Write out the records below word for word, please.

Point annotation dataset records
_ _ _ _ _
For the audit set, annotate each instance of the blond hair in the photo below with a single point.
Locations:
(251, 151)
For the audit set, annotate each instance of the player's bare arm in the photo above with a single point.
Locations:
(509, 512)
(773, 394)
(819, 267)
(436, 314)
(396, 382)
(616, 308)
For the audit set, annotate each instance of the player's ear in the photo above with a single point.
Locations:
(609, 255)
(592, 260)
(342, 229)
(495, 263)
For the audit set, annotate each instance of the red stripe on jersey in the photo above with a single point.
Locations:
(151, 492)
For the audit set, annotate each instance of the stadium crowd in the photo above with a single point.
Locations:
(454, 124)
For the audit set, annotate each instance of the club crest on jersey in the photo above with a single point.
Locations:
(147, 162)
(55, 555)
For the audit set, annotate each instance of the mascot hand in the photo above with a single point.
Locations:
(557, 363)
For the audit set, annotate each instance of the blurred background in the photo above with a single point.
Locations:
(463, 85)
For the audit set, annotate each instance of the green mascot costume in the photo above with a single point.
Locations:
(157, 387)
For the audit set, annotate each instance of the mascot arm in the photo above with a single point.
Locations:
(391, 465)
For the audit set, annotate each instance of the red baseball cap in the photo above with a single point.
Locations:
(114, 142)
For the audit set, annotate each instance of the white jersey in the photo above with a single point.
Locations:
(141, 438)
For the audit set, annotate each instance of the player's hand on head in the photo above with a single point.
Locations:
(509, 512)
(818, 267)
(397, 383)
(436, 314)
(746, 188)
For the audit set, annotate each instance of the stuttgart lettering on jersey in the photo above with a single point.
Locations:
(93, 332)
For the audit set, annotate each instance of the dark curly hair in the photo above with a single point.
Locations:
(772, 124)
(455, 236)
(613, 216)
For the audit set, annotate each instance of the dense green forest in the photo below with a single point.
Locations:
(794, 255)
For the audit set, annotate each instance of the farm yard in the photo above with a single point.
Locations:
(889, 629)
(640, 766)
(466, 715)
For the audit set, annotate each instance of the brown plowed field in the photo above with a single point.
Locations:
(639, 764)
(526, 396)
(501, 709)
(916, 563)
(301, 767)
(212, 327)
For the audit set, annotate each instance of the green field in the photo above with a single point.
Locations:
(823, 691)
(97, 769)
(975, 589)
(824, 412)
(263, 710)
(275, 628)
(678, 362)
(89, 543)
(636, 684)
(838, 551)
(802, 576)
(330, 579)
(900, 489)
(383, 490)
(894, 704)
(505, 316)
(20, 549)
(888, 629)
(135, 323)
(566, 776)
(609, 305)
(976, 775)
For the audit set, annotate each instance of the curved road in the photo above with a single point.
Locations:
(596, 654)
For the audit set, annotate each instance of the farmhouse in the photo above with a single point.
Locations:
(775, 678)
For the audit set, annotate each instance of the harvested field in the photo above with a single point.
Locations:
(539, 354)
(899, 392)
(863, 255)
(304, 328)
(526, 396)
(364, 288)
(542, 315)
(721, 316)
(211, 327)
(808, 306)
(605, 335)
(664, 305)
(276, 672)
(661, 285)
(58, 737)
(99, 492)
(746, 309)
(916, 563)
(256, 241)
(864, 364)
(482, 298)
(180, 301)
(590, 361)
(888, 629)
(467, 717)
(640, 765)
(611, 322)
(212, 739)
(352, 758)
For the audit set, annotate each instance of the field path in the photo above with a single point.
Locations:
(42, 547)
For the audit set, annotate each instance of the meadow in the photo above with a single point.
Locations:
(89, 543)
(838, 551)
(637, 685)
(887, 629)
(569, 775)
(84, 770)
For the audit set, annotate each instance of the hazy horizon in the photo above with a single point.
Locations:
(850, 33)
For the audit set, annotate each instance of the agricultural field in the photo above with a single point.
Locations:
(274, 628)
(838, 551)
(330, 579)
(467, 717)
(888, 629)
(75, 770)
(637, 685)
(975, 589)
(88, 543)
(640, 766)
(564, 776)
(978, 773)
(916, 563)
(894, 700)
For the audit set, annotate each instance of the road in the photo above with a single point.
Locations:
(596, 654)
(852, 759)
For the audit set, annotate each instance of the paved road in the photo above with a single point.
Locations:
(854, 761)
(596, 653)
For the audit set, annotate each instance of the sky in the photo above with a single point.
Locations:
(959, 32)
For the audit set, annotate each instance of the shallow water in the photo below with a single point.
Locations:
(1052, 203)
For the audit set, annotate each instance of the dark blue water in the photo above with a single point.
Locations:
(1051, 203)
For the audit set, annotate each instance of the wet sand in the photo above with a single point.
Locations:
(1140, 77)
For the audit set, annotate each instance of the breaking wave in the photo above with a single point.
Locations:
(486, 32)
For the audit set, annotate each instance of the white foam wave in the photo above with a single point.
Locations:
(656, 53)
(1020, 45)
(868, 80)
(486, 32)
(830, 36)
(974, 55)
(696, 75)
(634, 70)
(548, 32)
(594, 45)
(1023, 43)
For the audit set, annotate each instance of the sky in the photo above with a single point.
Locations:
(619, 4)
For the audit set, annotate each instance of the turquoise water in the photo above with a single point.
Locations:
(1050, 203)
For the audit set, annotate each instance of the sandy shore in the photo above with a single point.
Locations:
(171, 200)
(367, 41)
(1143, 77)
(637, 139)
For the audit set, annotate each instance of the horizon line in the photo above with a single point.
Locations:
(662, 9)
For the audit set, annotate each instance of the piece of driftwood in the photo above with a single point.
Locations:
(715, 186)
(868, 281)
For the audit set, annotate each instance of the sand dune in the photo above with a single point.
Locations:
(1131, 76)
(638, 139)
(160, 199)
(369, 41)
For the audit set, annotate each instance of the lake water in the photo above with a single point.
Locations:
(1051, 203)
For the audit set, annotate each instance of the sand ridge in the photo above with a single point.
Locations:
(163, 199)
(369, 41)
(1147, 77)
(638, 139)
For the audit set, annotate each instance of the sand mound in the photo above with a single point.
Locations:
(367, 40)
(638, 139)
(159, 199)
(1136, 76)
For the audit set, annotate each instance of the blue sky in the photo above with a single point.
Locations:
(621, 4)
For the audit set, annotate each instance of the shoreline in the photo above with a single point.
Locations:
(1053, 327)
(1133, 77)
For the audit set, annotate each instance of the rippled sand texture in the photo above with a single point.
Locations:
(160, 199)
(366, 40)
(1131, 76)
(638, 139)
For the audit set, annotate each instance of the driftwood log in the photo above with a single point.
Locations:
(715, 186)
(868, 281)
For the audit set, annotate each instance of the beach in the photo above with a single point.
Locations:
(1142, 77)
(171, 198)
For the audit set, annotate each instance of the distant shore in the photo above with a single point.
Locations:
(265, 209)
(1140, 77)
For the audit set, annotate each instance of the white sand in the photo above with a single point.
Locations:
_ _ _ _ _
The result:
For the audit set, annotate each instance of the blond hair in the photo below with a single point.
Locations:
(251, 151)
For the audit set, annotate each instance of the player's bare arm in the photo above with a single point.
Locations:
(509, 512)
(773, 394)
(819, 267)
(436, 314)
(396, 382)
(616, 308)
For the audit set, annotate each instance of the player's ear in the photo above with a single point.
Locations:
(609, 255)
(592, 260)
(342, 229)
(495, 263)
For the audit set, annotate each instance of the red stripe on jersey in the photo above with a single point.
Locations:
(151, 492)
For the audit set, annotate each instance of the stadium crowd in the photo above with a single point.
Locations:
(454, 124)
For the audit set, annotate each instance of the club crest on jersey in the photo above with a single point.
Locations:
(147, 162)
(55, 555)
For the audit set, annotate each instance of the mascot hand in the photo above with a single point.
Locations:
(557, 363)
For the audit set, annotate each instance of the blurred background in the photo above with a single point.
Locations:
(463, 85)
For the audit set, annotate each instance of the green mascot costume in the photo above with a single point.
Locations:
(157, 387)
For the audit set, annotate each instance of the mascot arm in the photo above with a single point.
Locations:
(391, 465)
For the audit set, annotate each instance of the red baseball cap in the photo above with a single point.
Locations:
(114, 142)
For the audit set, annotate each instance of the white jersey in the photo above with a single point.
Locations:
(141, 438)
For the audit set, annotate each instance of the player's hand on head in the photo above with a single point.
Locations:
(509, 512)
(818, 267)
(397, 383)
(436, 314)
(746, 188)
For the audit set, annotate each instance of the stuttgart lettering on jersey in the photo above with a single point.
Locations:
(93, 332)
For the audit set, annotate each instance of the dark curly hair in the photo above with a single point.
Locations:
(772, 124)
(455, 236)
(613, 216)
For the audit set, annotate each instance of the dense green forest in the photo below with a single point.
Locations:
(794, 255)
For the audit set, annotate each instance of the farm yard in the photo above with a single point.
Locations:
(889, 629)
(640, 766)
(466, 715)
For the audit set, annotate each instance of the brown plowed field in the photo above with a single point.
Locations:
(639, 764)
(526, 396)
(501, 709)
(916, 563)
(301, 767)
(212, 327)
For the audit set, annotate each instance of the green field in the photo above with a single point.
Locations:
(823, 691)
(97, 769)
(975, 589)
(824, 412)
(263, 710)
(275, 628)
(678, 362)
(89, 543)
(636, 684)
(838, 551)
(802, 576)
(330, 579)
(900, 489)
(383, 490)
(894, 704)
(505, 316)
(20, 549)
(888, 629)
(135, 323)
(566, 776)
(609, 305)
(976, 775)
For the audit set, annotate each instance of the curved road in the photo above with a single point.
Locations:
(596, 654)
For the audit set, annotate each instance of the farmhouse in the photo above with a single point.
Locations:
(775, 678)
For the audit set, annotate each instance of the harvested field in the photo above with a single point.
Locations:
(539, 354)
(899, 392)
(863, 255)
(304, 328)
(526, 396)
(364, 288)
(542, 315)
(721, 316)
(211, 327)
(808, 306)
(605, 335)
(664, 305)
(276, 672)
(661, 285)
(58, 737)
(99, 492)
(746, 309)
(916, 563)
(256, 241)
(864, 364)
(482, 298)
(180, 301)
(590, 361)
(888, 629)
(467, 717)
(640, 765)
(611, 322)
(212, 739)
(352, 758)
For the audit set, annotate each instance of the field path in the photo above with a single point.
Locations:
(42, 547)
For the audit set, annotate each instance of the meadow in the photo above with a single point.
Locations:
(89, 543)
(838, 551)
(637, 685)
(887, 629)
(569, 775)
(84, 770)
For the audit set, annotate each instance of the hazy horizon in the photo above with a single point.
Locations:
(850, 33)
For the audit set, annotate each instance of the agricultural field in the photo above with a single point.
Locations:
(274, 628)
(838, 551)
(330, 579)
(467, 717)
(888, 629)
(75, 770)
(637, 685)
(975, 589)
(88, 543)
(640, 766)
(564, 776)
(978, 773)
(916, 563)
(894, 700)
For the audit set, annotate each instance of the road in the photo above with a single point.
Locations:
(596, 654)
(852, 759)
For the audit set, annotate each instance of the paved road in the photo above with a single point.
Locations:
(854, 761)
(596, 653)
For the audit set, annotate each instance of the sky in the photo above with a single point.
Locations:
(959, 32)
For the audit set, annotate each instance of the shallow water in the photo below with a single point.
Locations:
(1052, 203)
For the audit set, annotate each instance of the dark blue water in the photo above with a single point.
Locations:
(1051, 203)
For the audit set, annotate each instance of the wet sand in the photo above with a single point.
Locations:
(1140, 77)
For the audit set, annotate each instance of the breaking wave in the photo above with a single point.
Locations:
(486, 32)
For the audit set, annotate each instance of the white foam wave in the photo above with a single point.
Locations:
(656, 53)
(1020, 45)
(868, 80)
(486, 32)
(830, 36)
(974, 55)
(696, 75)
(634, 70)
(548, 32)
(594, 45)
(1023, 43)
For the audit set, annotate each instance of the sky in the photo above with a single point.
Locations:
(619, 4)
For the audit set, annotate each instance of the turquoise water in the photo above with a single point.
Locations:
(1050, 203)
For the audit set, annotate each instance of the sandy shore in the photo above with a single point.
Locations:
(171, 200)
(367, 41)
(1143, 77)
(637, 139)
For the audit set, annotate each instance of the horizon line in the photo above with a single point.
Locations:
(662, 9)
For the audit set, annotate each instance of the piece of driftwood in the photo above with a single point.
Locations:
(715, 186)
(868, 281)
For the audit set, annotate each instance of the sand dune in the photo above with a single point.
Locations:
(1131, 76)
(638, 139)
(160, 199)
(369, 41)
For the audit set, annotate each instance of the lake water in the photo above with a single point.
Locations:
(1051, 203)
For the audit set, annotate each instance of the sand ridge in the photo above with a single point.
Locations:
(163, 199)
(369, 41)
(1147, 77)
(638, 139)
For the audit set, annotate each instance of the sand mound in the photo above with a single point.
Locations:
(367, 40)
(638, 139)
(159, 199)
(1136, 76)
For the audit set, annotate each instance of the blue sky in the photo above with a single point.
Locations:
(621, 4)
For the audit set, annotate each instance of the shoreline in the photo above with a single point.
Locations:
(1053, 327)
(1133, 77)
For the audit set, annotate each instance of the rippled sand texture in the photo above with a single point.
Locations:
(160, 199)
(366, 40)
(1131, 76)
(638, 139)
For the audit set, annotate each instance of the driftwood log in the photo above with a single point.
Locations:
(715, 186)
(868, 281)
For the audit set, annotate each instance of the beach in the photo above with a single point.
Locations:
(1142, 77)
(171, 198)
For the audit set, annotate each instance of the distant shore in the photo above with a single point.
Locations:
(265, 209)
(1140, 77)
For the audit set, annotate each instance of the white sand in the photo above with a single point.
Locations:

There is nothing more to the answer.